**WHAT IS NEEDED:**
Change every "Labeling guideline" to "Annotation rule" in the listing below, starting at the line that has "the man's hand, placed" and continuing through the final line of the listing. Return only those lines, with nothing else altered.

+ + + +

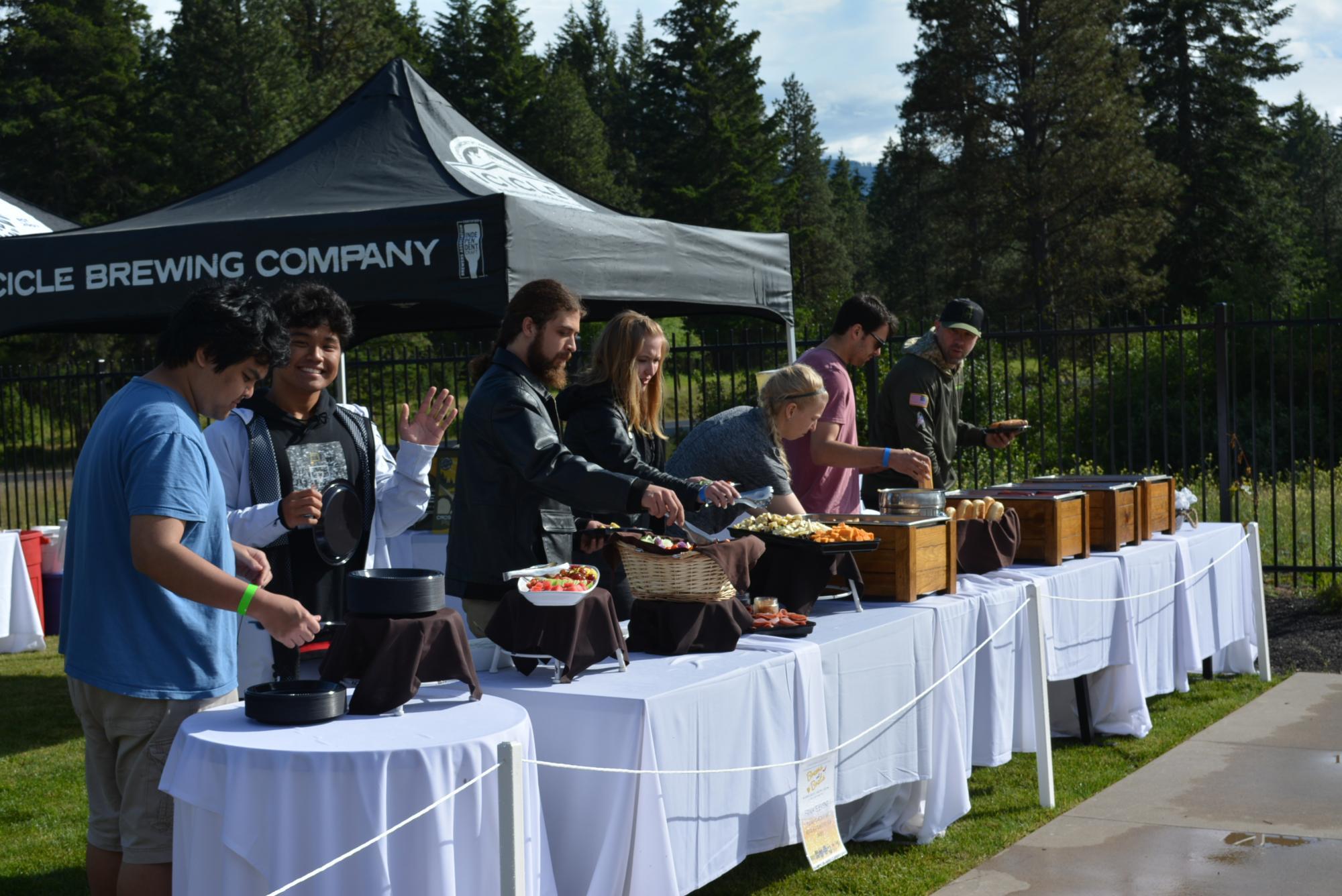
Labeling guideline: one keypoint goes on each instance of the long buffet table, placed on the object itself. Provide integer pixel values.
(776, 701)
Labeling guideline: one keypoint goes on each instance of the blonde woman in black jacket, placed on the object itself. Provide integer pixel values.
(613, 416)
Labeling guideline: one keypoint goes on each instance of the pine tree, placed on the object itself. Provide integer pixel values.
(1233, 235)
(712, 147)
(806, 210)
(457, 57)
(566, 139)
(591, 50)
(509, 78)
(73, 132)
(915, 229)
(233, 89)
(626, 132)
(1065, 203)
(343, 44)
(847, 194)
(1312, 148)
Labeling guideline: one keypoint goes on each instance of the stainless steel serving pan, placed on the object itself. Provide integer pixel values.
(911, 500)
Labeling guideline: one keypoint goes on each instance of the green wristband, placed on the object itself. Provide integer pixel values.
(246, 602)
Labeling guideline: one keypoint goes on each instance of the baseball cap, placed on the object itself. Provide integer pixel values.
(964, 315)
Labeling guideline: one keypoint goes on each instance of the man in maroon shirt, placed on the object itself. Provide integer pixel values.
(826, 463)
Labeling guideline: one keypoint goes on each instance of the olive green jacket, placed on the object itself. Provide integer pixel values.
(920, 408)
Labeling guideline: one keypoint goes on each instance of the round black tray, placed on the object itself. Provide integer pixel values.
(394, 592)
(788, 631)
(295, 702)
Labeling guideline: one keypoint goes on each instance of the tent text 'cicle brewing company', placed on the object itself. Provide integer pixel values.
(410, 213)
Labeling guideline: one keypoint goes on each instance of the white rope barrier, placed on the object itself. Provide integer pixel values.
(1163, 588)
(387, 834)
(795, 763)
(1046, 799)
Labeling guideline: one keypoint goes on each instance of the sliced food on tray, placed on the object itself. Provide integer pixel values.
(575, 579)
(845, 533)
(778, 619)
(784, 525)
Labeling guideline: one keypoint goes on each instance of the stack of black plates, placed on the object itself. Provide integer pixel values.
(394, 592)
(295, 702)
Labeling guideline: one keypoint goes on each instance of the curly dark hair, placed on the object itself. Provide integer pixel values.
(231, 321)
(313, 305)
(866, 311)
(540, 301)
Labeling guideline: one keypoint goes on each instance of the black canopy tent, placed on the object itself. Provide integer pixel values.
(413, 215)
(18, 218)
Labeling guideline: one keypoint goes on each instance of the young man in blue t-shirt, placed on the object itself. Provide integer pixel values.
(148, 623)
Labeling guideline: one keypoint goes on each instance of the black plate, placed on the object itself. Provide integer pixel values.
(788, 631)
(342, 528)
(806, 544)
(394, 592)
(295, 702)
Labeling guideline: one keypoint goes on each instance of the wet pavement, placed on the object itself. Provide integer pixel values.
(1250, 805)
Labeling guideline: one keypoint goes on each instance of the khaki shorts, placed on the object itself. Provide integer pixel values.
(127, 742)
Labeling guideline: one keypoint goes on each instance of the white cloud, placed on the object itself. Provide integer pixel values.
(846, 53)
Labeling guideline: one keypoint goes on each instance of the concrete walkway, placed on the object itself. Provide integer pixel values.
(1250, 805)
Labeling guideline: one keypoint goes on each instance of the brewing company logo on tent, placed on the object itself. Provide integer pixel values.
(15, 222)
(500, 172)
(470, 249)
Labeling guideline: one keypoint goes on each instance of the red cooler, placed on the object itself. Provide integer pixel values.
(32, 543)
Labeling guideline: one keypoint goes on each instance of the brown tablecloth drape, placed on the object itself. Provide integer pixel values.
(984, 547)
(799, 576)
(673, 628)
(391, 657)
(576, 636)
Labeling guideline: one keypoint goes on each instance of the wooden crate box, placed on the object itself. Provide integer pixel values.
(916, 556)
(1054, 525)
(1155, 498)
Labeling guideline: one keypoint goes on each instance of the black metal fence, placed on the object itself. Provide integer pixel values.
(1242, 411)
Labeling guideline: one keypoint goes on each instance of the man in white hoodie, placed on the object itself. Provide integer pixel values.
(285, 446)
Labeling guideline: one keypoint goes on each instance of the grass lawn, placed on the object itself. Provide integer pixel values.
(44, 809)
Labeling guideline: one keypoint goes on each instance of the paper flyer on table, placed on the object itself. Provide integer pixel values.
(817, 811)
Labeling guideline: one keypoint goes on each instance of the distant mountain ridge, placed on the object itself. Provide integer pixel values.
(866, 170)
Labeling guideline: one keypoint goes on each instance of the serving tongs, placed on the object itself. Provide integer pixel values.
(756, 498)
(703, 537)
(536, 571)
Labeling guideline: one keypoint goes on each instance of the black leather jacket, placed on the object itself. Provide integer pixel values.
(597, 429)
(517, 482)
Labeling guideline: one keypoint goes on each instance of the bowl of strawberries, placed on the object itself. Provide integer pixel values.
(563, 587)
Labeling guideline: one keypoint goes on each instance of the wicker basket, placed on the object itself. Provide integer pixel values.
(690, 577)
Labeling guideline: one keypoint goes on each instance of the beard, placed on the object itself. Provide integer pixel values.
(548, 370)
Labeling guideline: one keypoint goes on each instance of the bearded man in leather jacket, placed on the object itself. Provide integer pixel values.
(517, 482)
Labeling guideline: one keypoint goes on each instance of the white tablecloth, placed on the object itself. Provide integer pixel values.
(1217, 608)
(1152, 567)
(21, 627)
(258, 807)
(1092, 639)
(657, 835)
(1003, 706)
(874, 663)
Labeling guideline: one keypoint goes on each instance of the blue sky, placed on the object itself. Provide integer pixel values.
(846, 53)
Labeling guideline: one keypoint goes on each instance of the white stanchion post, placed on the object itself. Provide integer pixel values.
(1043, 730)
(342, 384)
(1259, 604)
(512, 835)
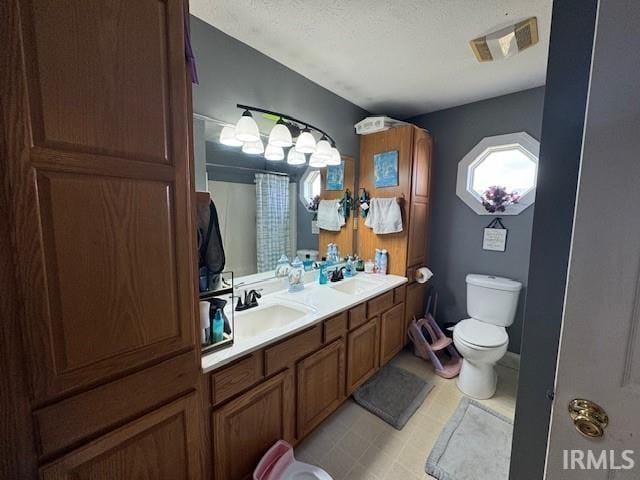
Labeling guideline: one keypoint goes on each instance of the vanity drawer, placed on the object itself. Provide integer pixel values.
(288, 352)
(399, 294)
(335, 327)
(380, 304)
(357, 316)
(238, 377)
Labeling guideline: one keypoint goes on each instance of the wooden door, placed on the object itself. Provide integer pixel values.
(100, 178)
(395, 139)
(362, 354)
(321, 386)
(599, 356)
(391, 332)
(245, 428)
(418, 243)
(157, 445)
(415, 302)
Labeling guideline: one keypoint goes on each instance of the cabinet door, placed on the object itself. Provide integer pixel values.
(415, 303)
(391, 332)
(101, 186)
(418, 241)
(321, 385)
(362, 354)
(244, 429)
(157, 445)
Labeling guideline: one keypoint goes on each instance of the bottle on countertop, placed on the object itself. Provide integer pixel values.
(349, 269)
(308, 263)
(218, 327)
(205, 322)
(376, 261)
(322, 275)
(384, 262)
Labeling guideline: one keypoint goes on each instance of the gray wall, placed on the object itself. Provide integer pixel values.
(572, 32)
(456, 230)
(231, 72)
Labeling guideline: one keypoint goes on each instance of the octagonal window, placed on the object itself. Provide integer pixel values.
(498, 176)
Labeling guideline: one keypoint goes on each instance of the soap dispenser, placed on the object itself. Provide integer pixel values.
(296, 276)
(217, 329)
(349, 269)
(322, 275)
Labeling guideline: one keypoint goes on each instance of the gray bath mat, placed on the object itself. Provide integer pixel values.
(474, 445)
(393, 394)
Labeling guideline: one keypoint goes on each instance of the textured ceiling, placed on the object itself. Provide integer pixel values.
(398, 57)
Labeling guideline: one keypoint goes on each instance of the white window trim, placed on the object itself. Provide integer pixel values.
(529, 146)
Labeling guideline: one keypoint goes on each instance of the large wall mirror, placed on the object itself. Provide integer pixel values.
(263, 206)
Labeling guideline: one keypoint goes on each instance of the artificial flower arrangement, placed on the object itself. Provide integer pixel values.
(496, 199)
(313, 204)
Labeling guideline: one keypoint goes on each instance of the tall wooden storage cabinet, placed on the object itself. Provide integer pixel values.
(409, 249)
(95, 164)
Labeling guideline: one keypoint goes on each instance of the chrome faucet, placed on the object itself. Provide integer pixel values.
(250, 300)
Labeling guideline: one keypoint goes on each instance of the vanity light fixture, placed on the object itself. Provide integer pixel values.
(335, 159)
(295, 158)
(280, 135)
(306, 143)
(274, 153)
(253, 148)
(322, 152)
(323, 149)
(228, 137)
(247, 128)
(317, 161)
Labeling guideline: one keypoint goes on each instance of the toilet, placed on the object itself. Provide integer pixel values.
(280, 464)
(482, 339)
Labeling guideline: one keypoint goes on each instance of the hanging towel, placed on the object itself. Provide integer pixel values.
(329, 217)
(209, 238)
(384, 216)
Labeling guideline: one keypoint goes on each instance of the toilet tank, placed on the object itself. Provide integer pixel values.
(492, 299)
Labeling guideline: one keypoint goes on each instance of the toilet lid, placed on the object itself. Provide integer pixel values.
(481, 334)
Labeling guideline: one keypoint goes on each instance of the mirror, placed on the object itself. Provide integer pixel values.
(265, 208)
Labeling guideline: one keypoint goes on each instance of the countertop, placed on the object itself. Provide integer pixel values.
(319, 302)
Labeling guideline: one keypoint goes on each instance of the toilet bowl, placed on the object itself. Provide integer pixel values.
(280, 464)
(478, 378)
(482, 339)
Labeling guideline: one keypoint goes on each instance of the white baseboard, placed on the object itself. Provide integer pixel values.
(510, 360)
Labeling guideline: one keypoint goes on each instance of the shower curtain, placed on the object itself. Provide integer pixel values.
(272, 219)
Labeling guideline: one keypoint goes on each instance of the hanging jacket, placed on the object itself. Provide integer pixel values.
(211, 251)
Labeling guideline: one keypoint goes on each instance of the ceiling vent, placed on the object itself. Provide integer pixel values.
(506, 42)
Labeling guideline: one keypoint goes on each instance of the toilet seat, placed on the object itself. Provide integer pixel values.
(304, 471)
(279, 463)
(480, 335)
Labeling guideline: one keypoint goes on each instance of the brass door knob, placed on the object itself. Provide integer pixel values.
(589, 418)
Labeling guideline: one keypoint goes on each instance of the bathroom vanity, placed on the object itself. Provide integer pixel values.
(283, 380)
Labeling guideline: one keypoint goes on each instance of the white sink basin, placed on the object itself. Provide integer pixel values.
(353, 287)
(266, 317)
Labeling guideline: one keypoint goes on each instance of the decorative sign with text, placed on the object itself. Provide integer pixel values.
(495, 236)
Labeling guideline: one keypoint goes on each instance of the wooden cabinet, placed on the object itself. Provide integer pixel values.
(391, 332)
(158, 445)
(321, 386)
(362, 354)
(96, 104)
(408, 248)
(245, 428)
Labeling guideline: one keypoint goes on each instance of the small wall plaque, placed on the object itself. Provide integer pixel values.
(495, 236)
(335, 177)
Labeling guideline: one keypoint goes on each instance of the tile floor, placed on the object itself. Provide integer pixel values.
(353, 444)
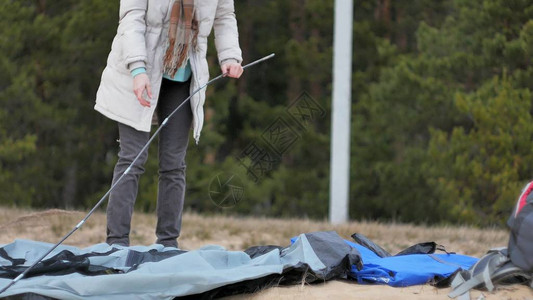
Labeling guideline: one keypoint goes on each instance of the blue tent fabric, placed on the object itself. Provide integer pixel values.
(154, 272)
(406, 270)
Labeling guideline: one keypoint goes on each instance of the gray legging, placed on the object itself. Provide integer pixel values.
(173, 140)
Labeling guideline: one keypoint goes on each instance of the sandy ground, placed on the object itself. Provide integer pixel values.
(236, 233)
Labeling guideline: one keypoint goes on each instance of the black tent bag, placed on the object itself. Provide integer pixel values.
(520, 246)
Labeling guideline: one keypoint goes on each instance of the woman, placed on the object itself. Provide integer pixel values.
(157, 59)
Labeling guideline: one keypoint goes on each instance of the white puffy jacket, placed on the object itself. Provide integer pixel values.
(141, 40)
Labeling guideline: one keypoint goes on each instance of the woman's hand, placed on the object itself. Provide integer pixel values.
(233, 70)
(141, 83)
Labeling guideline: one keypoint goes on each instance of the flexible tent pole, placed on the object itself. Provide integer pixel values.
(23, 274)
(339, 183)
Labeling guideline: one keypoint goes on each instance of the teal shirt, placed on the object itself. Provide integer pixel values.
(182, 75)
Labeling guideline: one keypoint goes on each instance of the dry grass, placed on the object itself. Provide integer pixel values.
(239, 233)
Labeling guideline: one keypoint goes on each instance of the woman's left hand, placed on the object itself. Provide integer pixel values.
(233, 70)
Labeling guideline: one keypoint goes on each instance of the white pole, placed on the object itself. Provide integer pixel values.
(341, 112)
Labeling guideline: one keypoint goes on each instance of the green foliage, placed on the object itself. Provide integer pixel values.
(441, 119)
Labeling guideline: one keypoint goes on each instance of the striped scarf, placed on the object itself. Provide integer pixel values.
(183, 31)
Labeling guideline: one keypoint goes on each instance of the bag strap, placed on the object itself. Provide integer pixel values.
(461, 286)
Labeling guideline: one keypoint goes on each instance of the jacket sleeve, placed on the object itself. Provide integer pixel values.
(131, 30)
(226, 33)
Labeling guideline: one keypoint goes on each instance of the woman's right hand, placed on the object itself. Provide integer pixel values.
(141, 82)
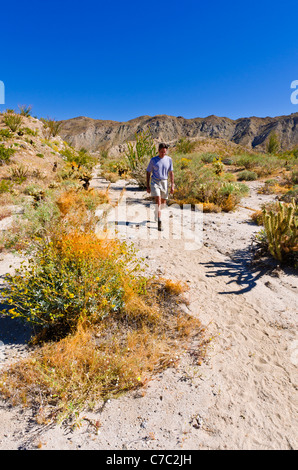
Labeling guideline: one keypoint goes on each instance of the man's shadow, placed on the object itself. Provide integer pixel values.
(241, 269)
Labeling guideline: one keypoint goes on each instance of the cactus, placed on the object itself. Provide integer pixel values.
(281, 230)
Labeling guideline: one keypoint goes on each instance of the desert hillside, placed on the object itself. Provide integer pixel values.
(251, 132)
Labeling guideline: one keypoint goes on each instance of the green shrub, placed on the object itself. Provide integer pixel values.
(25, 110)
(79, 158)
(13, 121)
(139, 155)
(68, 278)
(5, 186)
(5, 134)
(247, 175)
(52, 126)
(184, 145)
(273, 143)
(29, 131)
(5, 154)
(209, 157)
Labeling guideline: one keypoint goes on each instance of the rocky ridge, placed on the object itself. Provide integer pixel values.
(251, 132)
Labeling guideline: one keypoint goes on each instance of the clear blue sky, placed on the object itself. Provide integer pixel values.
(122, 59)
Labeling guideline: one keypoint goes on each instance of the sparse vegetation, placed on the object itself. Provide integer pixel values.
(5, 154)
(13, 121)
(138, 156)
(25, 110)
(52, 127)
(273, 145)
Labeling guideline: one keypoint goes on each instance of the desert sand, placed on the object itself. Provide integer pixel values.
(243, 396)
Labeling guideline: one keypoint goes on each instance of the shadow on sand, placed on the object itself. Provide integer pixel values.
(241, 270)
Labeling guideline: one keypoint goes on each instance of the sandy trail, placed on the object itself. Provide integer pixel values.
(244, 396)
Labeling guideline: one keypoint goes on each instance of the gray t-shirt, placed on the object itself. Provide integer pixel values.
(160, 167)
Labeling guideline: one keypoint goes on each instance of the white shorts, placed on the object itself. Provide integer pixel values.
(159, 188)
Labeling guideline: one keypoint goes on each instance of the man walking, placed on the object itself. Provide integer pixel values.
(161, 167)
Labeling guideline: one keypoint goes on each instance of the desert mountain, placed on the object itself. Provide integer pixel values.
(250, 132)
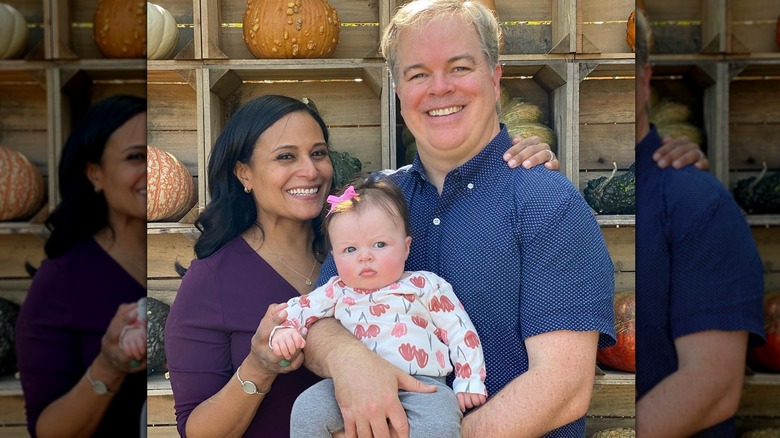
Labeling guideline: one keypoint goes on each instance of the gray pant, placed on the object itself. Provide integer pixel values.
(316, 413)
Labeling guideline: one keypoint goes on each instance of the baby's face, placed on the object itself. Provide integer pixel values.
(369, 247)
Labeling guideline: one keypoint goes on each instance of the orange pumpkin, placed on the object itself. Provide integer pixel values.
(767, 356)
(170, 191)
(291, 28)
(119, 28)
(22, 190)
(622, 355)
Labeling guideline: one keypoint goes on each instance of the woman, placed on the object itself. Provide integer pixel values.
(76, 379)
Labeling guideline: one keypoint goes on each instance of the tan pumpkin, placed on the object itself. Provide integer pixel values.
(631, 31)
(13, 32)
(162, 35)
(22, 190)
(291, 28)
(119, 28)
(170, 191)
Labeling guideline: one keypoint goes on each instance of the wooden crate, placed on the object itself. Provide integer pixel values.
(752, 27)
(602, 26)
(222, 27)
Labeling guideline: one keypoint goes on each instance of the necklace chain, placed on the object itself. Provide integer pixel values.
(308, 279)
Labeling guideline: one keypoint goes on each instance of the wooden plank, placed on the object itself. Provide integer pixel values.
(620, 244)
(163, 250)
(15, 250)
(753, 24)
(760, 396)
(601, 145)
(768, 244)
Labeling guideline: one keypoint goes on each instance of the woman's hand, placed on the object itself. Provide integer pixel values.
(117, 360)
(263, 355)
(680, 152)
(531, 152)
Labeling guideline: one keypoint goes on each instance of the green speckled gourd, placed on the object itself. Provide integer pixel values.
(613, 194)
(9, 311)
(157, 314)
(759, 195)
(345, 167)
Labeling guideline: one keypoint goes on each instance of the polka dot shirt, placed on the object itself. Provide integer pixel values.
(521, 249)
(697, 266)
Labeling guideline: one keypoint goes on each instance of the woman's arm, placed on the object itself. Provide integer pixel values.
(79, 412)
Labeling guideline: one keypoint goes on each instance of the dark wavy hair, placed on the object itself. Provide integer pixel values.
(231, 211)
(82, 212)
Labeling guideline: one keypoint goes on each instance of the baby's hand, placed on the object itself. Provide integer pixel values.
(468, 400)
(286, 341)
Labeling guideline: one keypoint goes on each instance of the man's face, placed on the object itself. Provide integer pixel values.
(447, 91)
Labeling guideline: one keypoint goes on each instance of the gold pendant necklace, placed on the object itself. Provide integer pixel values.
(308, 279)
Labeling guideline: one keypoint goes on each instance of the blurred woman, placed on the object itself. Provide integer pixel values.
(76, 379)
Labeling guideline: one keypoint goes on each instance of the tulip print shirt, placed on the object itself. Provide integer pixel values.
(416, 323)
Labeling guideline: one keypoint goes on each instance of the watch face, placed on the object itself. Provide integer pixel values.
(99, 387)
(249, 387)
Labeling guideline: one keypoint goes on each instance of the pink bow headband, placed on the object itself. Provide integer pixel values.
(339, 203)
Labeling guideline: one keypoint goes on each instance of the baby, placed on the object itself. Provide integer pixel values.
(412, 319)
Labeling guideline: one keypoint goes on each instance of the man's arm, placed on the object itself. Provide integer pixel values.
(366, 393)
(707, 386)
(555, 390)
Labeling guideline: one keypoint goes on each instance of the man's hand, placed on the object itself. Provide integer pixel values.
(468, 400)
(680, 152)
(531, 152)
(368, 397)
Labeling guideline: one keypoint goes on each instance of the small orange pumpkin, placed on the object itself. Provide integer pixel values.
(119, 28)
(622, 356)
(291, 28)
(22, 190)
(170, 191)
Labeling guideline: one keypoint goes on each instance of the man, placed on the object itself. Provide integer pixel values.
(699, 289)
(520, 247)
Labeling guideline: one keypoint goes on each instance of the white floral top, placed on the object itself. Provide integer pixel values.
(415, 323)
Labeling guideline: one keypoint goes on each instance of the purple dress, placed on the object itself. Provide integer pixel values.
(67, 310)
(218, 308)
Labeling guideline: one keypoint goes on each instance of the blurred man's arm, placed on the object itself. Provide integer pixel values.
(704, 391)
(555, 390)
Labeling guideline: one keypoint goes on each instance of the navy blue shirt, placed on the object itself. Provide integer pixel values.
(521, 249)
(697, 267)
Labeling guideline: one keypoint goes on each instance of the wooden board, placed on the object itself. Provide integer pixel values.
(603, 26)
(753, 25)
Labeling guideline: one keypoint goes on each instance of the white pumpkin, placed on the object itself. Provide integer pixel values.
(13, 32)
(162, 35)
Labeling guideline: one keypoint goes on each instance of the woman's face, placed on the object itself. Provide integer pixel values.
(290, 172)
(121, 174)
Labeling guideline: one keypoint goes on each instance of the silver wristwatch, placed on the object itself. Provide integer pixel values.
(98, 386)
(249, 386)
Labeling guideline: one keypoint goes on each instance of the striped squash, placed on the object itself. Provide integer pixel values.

+ + + +

**FULL SOLUTION:**
Annotation rule: one keypoint goes on each instance of the man's hand, placed on the object itself. Provide integer pixel values.
(468, 400)
(680, 152)
(531, 152)
(368, 397)
Annotation rule: one keypoint goes on each instance of the small orange pumpkin, placed on the object itself. Provide integer pixel values.
(119, 28)
(622, 356)
(291, 28)
(22, 190)
(170, 191)
Annotation rule: one keypoint goes on each instance of the man, placed on the object itself. Provide integer pixel values.
(699, 289)
(520, 247)
Annotation rule: one keypoint goes on each instance of the white floral top, placed on the object itself. Provide integer pixel values.
(415, 323)
Annotation rule: one keypoint goes on each instance of the purple dress, placed on the object itself. Provide integer pixel values.
(67, 310)
(218, 308)
Annotation rule: one keypoint goes on each instance of the blurred man's arm, placed on the object itself. Provide integer pixel values.
(704, 391)
(555, 390)
Annotation rule: one keypoint goes on each instance of the navy blue shirt, placed on the object itself. Provide integer pixel values.
(521, 249)
(697, 267)
Annotation rule: one keypoint goes on each instance of the wooden board, placed on the object itself. Provide integer pixel values.
(603, 26)
(753, 25)
Annotation rule: one keypoint goes on each instance of the white pumpkin, placed on the object itself. Provide integer pixel values.
(13, 32)
(162, 35)
Annotation rule: one keypoint goes on each instance of the woman's face, placed on the object itself. Provide integer pixel values.
(290, 172)
(121, 174)
Annotation rule: one keypoint goes on each instance of the silver wristwatch, placed on the object itself. Provide integer pixel values.
(98, 386)
(249, 386)
Annotation rule: one keypoint goes on each instance of the striped squash, placed on the object itself. Provide integer pixel values.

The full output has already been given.